··· Data for this task ···

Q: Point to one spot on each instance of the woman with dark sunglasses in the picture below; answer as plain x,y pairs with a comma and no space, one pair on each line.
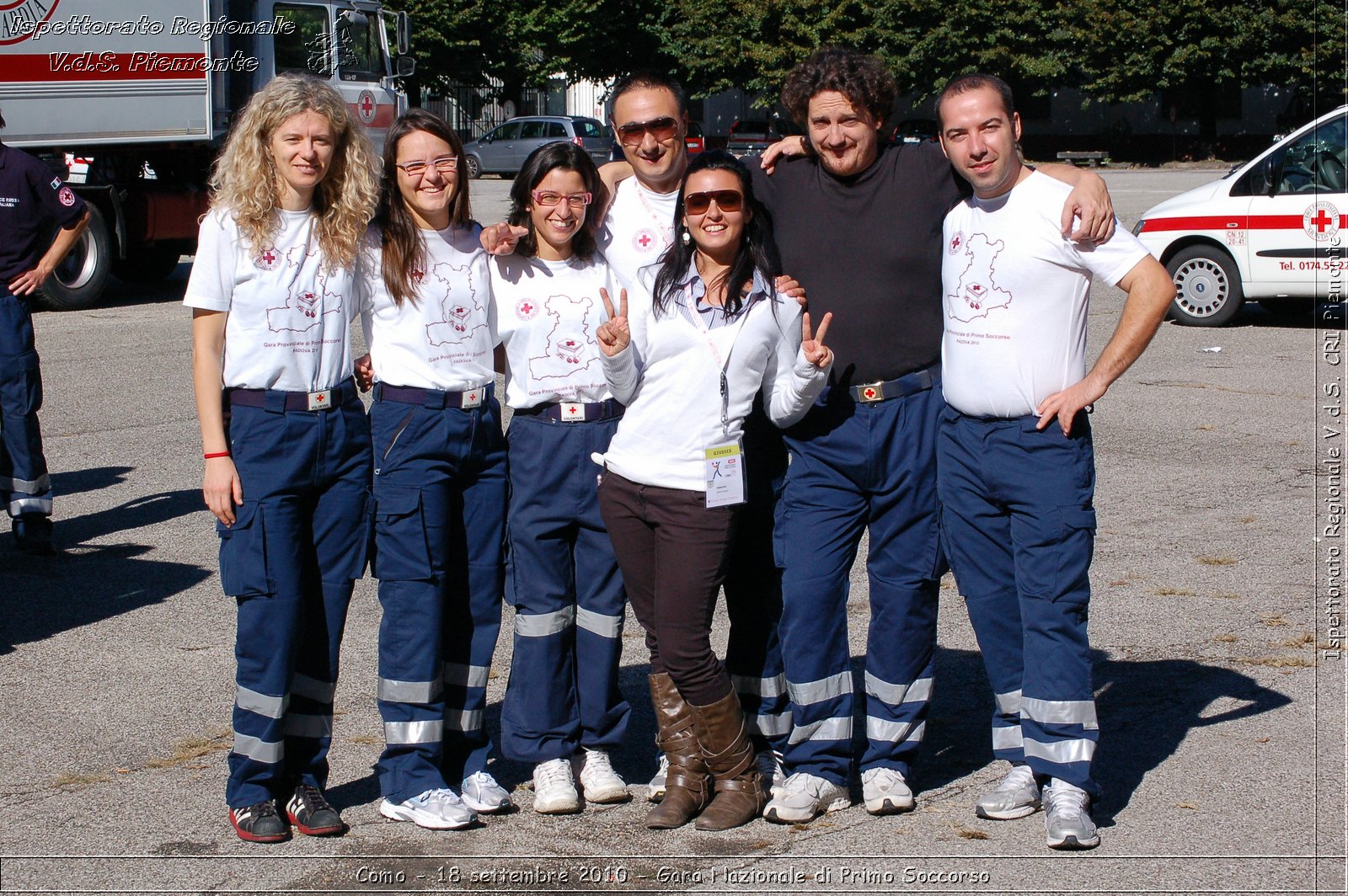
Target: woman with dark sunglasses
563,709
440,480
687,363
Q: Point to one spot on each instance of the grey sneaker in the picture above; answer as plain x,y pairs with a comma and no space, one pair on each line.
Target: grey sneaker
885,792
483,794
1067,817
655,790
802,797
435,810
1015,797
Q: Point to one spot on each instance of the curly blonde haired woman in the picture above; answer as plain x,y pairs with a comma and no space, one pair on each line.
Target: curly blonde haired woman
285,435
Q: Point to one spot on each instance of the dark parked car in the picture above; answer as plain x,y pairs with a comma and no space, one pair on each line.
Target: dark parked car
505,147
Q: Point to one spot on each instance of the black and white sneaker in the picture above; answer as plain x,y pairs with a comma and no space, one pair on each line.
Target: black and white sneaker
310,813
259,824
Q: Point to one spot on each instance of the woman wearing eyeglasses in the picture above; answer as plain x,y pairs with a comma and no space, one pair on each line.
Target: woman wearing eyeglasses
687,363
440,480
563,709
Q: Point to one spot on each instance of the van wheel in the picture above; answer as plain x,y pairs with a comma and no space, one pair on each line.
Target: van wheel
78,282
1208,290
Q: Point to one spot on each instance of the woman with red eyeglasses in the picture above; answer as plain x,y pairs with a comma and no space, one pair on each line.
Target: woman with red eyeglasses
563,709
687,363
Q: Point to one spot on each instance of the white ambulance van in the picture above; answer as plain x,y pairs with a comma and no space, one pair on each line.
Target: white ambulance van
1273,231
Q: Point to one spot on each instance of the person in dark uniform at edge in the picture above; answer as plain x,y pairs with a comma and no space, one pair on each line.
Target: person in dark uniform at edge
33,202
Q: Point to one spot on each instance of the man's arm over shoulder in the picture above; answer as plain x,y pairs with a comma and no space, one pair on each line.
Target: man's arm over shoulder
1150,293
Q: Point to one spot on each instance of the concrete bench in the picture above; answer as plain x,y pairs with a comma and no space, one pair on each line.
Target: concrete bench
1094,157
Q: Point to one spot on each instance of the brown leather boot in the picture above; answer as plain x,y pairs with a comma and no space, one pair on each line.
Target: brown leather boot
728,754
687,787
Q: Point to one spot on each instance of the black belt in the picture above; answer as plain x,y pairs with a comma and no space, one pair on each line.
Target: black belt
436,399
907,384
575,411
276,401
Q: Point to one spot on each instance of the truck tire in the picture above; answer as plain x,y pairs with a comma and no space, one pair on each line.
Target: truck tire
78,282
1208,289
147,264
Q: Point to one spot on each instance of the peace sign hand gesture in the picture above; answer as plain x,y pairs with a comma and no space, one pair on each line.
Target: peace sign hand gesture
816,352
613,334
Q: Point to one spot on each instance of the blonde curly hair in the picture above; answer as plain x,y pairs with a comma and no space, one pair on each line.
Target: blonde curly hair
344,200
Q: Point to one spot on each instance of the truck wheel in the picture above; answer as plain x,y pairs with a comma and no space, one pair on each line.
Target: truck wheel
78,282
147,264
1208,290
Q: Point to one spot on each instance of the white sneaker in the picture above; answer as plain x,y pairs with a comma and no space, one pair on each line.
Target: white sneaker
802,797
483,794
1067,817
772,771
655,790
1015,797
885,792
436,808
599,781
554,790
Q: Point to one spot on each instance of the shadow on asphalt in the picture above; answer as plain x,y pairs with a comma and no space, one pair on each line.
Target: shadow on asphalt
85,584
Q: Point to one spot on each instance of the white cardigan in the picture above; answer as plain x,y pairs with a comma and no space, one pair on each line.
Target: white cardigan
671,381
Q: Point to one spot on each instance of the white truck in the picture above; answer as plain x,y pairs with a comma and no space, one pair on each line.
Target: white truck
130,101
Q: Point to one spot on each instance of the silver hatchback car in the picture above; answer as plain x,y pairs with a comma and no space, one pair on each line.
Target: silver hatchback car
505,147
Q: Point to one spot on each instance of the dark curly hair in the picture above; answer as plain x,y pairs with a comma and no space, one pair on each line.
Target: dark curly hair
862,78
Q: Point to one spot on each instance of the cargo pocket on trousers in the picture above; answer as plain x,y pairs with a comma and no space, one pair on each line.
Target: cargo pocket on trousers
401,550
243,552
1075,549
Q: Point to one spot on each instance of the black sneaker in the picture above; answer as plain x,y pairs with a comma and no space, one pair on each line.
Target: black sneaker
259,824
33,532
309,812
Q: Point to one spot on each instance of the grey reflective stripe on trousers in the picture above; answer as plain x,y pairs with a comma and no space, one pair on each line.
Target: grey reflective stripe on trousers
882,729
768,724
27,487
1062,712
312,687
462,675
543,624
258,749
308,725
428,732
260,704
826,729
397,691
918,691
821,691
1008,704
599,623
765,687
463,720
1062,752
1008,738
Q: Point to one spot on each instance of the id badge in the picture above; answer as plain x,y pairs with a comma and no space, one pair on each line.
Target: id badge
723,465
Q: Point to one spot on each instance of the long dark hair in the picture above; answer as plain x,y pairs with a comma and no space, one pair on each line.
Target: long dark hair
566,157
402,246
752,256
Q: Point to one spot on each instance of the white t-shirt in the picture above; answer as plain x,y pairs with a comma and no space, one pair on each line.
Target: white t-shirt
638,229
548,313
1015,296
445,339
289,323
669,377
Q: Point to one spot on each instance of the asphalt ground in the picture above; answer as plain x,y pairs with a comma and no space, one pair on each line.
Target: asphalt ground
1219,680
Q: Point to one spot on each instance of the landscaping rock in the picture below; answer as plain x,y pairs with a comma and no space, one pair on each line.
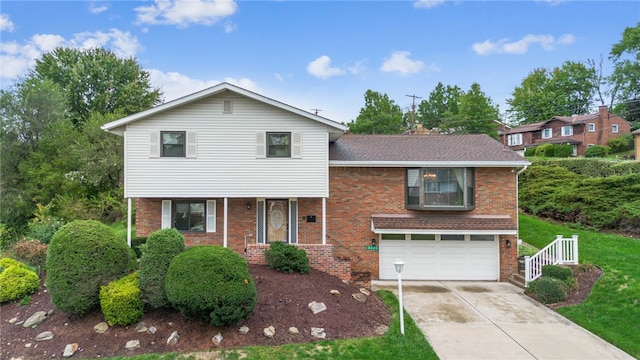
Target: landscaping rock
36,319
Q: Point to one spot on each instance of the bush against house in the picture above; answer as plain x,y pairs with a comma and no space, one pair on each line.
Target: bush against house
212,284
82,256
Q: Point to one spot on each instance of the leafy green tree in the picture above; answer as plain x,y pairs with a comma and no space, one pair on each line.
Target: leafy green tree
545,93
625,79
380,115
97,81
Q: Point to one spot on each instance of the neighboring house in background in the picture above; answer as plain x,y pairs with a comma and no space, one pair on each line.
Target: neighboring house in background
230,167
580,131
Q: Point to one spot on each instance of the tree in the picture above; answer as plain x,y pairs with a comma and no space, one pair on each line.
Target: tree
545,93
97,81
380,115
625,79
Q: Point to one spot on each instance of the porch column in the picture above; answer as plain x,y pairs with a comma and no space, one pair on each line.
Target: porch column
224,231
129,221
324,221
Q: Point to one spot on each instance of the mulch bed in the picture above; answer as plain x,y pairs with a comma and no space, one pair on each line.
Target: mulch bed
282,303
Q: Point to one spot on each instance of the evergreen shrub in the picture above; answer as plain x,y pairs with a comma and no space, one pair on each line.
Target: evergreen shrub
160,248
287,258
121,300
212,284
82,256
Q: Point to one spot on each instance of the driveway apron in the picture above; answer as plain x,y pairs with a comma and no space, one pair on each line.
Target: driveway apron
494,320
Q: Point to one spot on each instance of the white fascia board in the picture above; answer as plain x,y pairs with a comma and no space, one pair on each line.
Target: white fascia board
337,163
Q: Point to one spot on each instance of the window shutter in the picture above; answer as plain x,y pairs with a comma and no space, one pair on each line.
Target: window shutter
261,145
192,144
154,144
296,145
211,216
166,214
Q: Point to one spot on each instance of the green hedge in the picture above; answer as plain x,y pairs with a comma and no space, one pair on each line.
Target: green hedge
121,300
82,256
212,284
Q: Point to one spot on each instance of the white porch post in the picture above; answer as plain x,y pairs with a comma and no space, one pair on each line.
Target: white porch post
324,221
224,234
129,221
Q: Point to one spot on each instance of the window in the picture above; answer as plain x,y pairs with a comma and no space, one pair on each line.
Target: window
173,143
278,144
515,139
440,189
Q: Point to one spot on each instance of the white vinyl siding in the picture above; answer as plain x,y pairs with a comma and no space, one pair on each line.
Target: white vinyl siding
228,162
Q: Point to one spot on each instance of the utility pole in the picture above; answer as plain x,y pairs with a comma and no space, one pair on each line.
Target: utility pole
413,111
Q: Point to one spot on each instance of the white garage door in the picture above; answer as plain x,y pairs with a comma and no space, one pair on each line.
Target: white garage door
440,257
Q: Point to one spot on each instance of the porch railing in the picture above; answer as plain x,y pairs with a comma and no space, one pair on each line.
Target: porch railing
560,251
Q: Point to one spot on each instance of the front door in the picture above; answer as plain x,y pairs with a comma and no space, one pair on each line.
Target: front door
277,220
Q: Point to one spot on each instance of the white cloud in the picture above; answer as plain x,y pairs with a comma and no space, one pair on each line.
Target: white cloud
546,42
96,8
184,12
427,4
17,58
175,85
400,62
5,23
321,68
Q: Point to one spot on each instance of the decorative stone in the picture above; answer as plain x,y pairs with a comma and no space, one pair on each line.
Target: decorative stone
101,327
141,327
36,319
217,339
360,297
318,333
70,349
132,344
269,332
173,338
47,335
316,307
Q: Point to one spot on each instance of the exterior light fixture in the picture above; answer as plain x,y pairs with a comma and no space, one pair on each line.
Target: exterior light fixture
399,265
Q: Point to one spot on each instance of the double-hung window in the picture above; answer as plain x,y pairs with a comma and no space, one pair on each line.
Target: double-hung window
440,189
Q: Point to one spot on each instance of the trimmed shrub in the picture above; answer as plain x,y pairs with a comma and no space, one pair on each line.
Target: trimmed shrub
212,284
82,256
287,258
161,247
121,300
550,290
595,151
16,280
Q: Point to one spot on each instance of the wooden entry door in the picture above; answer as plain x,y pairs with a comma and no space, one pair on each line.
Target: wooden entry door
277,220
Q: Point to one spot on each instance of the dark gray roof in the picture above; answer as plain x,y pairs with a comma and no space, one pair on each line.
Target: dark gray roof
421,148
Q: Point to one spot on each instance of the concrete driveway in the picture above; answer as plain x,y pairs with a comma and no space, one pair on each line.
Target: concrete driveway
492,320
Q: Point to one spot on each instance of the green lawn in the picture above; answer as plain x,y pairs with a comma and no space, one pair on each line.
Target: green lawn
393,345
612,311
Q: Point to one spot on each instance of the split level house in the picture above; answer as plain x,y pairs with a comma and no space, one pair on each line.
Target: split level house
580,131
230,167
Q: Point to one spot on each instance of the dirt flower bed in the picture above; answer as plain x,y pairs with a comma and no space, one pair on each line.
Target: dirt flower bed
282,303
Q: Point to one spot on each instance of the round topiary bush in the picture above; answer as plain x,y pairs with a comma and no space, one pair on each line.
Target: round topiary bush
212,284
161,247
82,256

···

▶ _What you need to do_
Copy exactly the line containing "Q: Point to one spot on each instance of the exterior" and every line after it, ending with the last line of the records above.

▶ _Solved problem_
Q: Point to one spot on each instance of the exterior light fixture in the picture above; answer as plain x,y pairs with a comma and no space, one pair on each line.
Target: exterior light fixture
399,265
Q: Point to one spot on each instance of the double-hung window in the picture above; answer as plain x,y pairs with a comma and no space, one pair on each line.
Target: double-hung window
440,189
Q: Point to one spot on each instance of the trimmed shrub in the picture above; answer as plain x,y pairs with a comma and no space, one pair on each line.
Target: trimmed shrub
212,284
82,256
287,258
161,247
121,300
550,290
595,151
16,280
Q: Point to one spot on each instance of the wooden entry door in the picture above; answer as plain x,y pairs with a comma and no space, one pair on each line.
Target: wooden entry door
277,220
Q: Point to one spot on each instance of the dark gray roof in the picture above; answer as plain x,y pairs with a comma and no space, one pair on each line.
Target: dark gray roof
421,148
Q: Point to one spot on each instance of the concrete driveway in the picture above; answer as plain x,y pairs with a comma and no space, one pair on each line.
Target: concrete driveway
492,320
Q: Point to one spot on each instance of the green lawn in the picture above; answer as plain x,y pairs with a comma and no space, one pair on each line.
Target: green lawn
393,345
612,311
Q: Point to one spot on each instance of the split level house in the picture above; answer as plain x,y pairs with a comma and no space, one pair on each line.
Target: split level house
580,131
230,167
Q: Point to one spot on each instance of the dirt flower bed in the picture above; answer as plain x,y pairs with a comma and no space, one pair on each line.
Target: dirt flower bed
282,303
Q: Point to one spot on each instance of the round topiary bush in the picture above; answer as plain x,y pairs with a comma and no space, one pair on each line.
Target: round topiary bush
212,284
161,247
82,256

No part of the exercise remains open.